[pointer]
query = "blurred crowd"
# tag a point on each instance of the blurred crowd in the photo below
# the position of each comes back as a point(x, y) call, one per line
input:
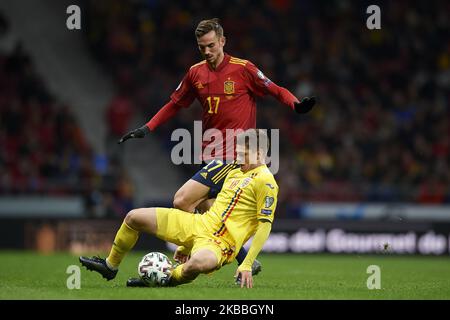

What to work on:
Please render the material above as a Markdown table with the columns No. and Line, giving one row per line and skipping blank lines. Leave the pictures out.

Task output:
| No. | Line |
|---|---|
| 1 | [pointer] |
| 2 | query = "blurred crowd" |
| 3 | # tag a point on each instance of the blurred crowd in the photo below |
| 4 | # the position of each comes back as a point(x, y) call, one per line |
| 5 | input: |